◆ Task brief ◆
Filtering the records below, copy only those lines that include the word "formation".

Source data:
------------

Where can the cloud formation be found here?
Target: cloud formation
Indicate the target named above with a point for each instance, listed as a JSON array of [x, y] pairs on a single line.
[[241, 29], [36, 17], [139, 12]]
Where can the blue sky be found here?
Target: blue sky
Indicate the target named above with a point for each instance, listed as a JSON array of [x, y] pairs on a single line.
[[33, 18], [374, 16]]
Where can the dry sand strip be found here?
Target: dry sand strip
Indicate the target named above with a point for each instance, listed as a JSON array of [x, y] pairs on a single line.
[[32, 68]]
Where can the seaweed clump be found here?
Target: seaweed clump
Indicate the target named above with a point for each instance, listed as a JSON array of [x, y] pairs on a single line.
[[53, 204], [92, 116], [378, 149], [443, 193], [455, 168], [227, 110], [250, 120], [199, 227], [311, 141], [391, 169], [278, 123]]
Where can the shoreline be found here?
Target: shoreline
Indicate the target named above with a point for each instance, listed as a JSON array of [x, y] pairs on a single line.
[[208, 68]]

------------

◆ Completed exercise ◆
Where can the cloud formation be found here?
Target: cloud formation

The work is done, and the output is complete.